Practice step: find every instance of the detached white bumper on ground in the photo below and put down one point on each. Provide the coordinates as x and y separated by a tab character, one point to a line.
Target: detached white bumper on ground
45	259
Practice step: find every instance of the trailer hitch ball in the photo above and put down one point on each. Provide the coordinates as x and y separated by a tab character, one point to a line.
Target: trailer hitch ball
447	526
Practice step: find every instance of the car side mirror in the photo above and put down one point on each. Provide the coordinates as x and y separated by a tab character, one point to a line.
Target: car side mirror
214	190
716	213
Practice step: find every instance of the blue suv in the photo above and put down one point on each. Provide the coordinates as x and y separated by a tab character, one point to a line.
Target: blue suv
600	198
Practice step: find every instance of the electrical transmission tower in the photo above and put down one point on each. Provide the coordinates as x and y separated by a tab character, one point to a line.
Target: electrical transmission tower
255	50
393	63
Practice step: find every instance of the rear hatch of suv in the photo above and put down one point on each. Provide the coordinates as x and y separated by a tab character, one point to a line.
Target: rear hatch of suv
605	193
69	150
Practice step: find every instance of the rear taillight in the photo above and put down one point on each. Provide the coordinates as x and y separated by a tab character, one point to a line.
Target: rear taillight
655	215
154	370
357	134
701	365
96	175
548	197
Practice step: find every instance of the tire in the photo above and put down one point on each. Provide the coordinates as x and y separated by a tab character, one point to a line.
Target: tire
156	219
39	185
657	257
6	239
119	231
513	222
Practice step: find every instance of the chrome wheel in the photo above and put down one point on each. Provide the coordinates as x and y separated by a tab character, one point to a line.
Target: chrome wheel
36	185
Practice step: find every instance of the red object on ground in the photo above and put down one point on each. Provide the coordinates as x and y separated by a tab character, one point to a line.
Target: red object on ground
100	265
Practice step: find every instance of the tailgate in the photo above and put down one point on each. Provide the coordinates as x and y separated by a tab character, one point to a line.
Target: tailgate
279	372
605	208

> How to complete this task
Copy the listing above. Match every line exactly.

> Response for this exercise
Practice step: find every instance of the detached white bumper on ground in the photo below and put down one point on each. Provide the coordinates as x and y separated by a tab character, one point to a line.
Target: detached white bumper on ground
45	259
Practice step: find every instance of the trailer hitch ball in the photo above and put down one point on each. Provide the coordinates as x and y separated by a tab character, one point to a line.
Target: trailer hitch ball
447	526
Practice step: find every instance of the car side mirror in the photo above and put down one point on each. Provide the coordinates as x and y separated by a tab character, one point to a line.
Target: car side mirror
214	190
716	213
Practice step: find every instance of the blue suv in the photo above and put down one point on each. Provide the coordinates as x and y separated by a tab character, one point to a line.
Target: blue suv
600	198
Practice step: find every instance of the electrical transmission tower in the photo above and put down one point on each. Provide the coordinates as x and y separated by a tab character, one point to a line.
Target: electrical transmission tower
255	50
393	63
Practice step: find every instance of the rear hatch of suv in the photo above and put down one point on each. Provide the coordinates as x and y separated by a tab character, one point to a line.
Target: rear hatch of suv
605	193
69	150
Practice step: find every instance of the rear taillight in the photo above and put down one point on each. Provide the coordinates as x and y separated by a tab character, one point to a line.
Target: rear taillight
655	215
154	370
357	134
701	365
96	175
548	197
Practice step: find every instance of the tire in the photo above and put down one point on each. Provide the coordinates as x and y separated by a tab character, one point to a line.
Target: tire
156	219
39	185
657	257
6	239
119	231
513	222
Practice step: find every instance of the chrome wheel in the photo above and put down one point on each. Provide the coordinates as x and y separated by a tab character, one point to a line.
Target: chrome wheel
36	185
Practice step: find every instance of the red object on ground in the photo above and put down one point on each. Provide the coordinates as x and y separated by a tab character, one point to a line.
Target: red object on ground
100	265
Practice step: find every instance of the tailgate in the photo above and put down one point on each. Provide the coordinates as x and y separated by a tab character, one point to a line.
Target: tailgate
279	372
605	208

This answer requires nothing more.